[Testo di riferimento]
▽

Il permafrost siberiano, quell’immensa capsula del tempo ghiacciata, ha nuovamente sorpreso la comunità scientifica. Sono stati rinvenuti i resti di un bisonte estinto da millenni, che hanno suscitato notevole interesse per il loro straordinario stato di conservazione. L’esemplare, la cui età è stimata tra gli 8.000 e i 9.000 anni, è stato scoperto durante l’estate del 2022 nella remota regione di Verkhoyansk.
Il bisonte siberiano di 9.000 anni fa: il permafrost restituisce un tesoro di DNA preistorico
Il ghiaccio ha conservato quasi intatti la testa dell’animale, insieme alle zampe anteriori e a una parte del torace. Le prime analisi hanno rivelato che si trattava di un esemplare molto giovane, che al momento della morte aveva tra un anno e mezzo e due anni. Queste condizioni di congelamento quasi perfette hanno mantenuto i suoi tessuti molli in uno stato che apre una finestra unica sul passato preistorico di questa gelida regione del pianeta.
Per questo motivo, un team di scienziati del Laboratorio del Museo Mammoth si è già messo al lavoro sui resti, come riporta Urbantecno. I ricercatori stanno effettuando un’autopsia minuziosa con l’obiettivo di estrarre campioni biologici di inestimabile valore. Tra il materiale che si spera di raccogliere ci sono frammenti di pelle, lana, muscoli e persino il cervello dell’animale, cosa eccezionalmente rara. L’analisi di questi elementi consentirà di ricostruire non solo la biologia del bisonte, ma anche l’ecosistema in cui viveva. Questo tipo di ricerca genetica è sempre più frequente, come dimostrano le recenti scoperte sul DNA degli antichi egizi, che continua a rivelare dettagli inediti sulle civiltà del passato.

△

[Dati]
▽

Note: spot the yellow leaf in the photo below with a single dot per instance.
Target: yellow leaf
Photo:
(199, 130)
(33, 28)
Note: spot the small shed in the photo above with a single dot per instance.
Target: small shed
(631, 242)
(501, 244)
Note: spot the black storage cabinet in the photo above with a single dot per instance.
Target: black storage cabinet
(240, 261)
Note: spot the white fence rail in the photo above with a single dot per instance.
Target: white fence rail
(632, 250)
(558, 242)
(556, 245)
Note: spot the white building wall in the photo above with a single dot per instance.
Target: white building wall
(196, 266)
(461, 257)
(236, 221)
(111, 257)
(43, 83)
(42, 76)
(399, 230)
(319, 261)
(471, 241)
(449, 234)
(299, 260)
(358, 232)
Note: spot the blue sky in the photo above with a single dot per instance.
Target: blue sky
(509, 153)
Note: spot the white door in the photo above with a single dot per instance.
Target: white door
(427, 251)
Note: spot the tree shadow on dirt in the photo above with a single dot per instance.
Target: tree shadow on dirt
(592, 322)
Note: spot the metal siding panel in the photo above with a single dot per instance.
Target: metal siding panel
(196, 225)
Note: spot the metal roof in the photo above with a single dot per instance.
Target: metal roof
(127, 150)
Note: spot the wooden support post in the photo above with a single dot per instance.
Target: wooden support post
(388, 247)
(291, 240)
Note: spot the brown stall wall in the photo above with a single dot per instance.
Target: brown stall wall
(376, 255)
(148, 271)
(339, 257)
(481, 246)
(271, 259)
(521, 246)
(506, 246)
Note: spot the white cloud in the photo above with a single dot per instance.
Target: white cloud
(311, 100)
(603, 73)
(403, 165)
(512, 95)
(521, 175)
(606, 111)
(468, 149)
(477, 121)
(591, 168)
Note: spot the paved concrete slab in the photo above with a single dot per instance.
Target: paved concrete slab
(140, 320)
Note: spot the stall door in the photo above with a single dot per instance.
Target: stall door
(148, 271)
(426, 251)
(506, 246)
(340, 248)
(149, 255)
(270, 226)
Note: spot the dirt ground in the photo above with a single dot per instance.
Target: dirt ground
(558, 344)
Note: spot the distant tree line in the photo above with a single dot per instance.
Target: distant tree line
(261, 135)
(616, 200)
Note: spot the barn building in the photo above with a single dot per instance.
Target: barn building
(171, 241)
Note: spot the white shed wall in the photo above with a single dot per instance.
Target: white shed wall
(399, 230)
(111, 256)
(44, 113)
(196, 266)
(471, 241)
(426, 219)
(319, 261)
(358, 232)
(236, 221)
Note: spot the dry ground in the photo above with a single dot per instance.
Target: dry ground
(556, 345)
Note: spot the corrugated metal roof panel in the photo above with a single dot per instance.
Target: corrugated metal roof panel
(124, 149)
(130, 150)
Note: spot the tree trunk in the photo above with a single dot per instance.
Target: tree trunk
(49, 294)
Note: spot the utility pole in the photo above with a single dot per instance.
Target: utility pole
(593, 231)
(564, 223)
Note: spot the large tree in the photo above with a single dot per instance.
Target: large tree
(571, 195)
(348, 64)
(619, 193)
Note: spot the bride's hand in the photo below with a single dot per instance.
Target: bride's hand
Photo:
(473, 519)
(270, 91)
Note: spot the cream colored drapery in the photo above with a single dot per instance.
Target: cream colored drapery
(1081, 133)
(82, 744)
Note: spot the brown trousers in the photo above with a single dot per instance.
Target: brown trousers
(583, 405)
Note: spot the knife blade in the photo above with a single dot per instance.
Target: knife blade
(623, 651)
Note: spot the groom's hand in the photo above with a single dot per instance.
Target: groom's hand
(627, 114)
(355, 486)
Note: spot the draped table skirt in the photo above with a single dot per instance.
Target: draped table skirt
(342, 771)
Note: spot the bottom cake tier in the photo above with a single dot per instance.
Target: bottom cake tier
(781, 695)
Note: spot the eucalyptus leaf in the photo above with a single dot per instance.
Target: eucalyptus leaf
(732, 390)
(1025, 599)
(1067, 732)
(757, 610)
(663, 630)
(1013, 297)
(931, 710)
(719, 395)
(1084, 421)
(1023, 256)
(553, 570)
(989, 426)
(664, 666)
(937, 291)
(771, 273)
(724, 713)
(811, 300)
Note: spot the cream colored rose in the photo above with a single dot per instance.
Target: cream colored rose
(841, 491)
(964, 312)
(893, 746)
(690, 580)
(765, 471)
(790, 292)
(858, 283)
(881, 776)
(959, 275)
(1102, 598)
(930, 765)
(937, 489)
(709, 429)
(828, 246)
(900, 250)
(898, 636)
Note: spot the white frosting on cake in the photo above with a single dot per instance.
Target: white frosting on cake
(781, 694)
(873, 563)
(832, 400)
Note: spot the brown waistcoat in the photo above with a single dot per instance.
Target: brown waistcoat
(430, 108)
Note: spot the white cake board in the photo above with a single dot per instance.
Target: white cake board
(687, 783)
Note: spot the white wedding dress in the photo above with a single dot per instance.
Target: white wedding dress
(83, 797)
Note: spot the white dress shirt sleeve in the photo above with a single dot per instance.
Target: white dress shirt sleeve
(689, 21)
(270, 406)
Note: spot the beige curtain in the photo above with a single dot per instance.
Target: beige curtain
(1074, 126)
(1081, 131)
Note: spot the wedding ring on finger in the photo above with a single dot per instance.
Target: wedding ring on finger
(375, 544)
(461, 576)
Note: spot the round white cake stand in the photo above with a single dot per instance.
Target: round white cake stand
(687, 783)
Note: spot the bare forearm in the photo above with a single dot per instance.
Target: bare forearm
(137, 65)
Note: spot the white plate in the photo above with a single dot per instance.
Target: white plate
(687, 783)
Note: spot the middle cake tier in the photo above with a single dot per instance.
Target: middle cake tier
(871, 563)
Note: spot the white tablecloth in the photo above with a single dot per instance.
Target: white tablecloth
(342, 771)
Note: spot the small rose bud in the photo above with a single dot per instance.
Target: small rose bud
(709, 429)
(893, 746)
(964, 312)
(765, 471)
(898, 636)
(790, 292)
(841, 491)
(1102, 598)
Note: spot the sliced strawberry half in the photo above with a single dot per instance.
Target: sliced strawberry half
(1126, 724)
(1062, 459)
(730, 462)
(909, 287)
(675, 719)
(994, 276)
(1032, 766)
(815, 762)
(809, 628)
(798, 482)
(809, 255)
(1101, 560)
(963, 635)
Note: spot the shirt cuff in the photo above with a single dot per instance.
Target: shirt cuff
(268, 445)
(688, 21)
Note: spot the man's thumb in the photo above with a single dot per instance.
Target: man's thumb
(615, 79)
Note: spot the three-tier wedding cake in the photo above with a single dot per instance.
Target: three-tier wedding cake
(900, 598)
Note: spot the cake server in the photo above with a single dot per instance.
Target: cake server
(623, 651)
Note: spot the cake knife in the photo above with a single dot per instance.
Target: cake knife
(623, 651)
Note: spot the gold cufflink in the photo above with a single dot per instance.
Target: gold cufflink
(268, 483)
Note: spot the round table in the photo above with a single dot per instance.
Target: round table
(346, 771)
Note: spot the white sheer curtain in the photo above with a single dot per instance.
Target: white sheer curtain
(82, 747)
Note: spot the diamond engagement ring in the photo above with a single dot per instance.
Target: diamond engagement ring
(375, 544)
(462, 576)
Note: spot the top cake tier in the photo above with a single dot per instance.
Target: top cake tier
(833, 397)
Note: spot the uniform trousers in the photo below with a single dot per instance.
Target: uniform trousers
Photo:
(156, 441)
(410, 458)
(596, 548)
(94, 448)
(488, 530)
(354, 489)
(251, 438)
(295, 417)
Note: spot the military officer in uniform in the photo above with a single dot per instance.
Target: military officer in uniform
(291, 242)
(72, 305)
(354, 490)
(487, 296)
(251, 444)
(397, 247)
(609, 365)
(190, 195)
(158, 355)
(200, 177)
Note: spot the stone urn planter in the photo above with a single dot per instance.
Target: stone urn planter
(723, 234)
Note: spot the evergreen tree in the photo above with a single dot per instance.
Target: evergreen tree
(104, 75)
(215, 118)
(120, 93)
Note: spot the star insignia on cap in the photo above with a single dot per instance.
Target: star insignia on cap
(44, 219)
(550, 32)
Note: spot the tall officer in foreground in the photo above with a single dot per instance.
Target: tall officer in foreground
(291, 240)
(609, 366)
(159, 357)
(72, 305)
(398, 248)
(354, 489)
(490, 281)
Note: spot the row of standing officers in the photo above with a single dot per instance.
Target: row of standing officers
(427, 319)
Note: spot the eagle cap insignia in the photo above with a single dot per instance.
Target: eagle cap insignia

△

[Elenco dei compiti]
• a. Trascrivi parola per parola il testo sul bisonte siberiano, da "Il permafrost siberiano, quell’immensa" giù fino a "regione di Verkhoyansk.".
• b. Secondo il testo sul bisonte siberiano, in quale regione è stato scoperto l'esemplare?
• c. Prosegui il testo sul bisonte siberiano a partire dopo la sua ultima frase.
I record non servono per svolgere il lavoro.

[Risposte ai compiti]
• a.
Il permafrost siberiano, quell’immensa capsula del tempo ghiacciata, ha nuovamente sorpreso la comunità scientifica. Sono stati rinvenuti i resti di un bisonte estinto da millenni, che hanno suscitato notevole interesse per il loro straordinario stato di conservazione. L’esemplare, la cui età è stimata tra gli 8.000 e i 9.000 anni, è stato scoperto durante l’estate del 2022 nella remota regione di Verkhoyansk.

• b. Nella remota regione di Verkhoyansk.

• c.
In realtà, questa scoperta non è un caso isolato. Negli ultimi decenni, la regione siberiana è diventata un vero e proprio tesoro per i paleontologi. Il progressivo scioglimento del permafrost, accelerato dal cambiamento climatico, sta portando alla luce resti di fauna preistorica rimasti nascosti per millenni, come i famosi mammut lanosi o i rinoceronti della stessa epoca. Infatti, la paleontologia non smette di sorprenderci con ritrovamenti di epoche molto diverse, come quello di un animale vissuto 280 milioni di anni fa che amplia la nostra conoscenza della vita preistorica.
La possibilità di riportarlo in vita
Tuttavia, l’ambizione del progetto scientifico va ben oltre la semplice analisi dei resti. L’eccellente qualità del materiale genetico conservato nel bisonte ha riacceso una vecchia aspirazione tra i ricercatori: la clonazione di specie estinte. Sebbene sia un obiettivo ancora lontano e pieno di sfide tecniche ed etiche, ogni ritrovamento di questo tipo avvicina un po’ di più a questa possibilità.
In questo senso, il percorso per resuscitare il bisonte delle steppe è complesso. Il processo richiederebbe non solo di ottenere una sequenza completa e vitale del suo DNA, ma anche di trovare una specie attuale imparentata, come il bisonte europeo o quello americano, che potesse fungere da madre surrogata per un embrione clonato. Nonostante gli ostacoli, la speranza risiede nel fatto che la tecnologia genetica continui a progredire per poter, forse un giorno, vedere di nuovo questa creatura popolare la Terra.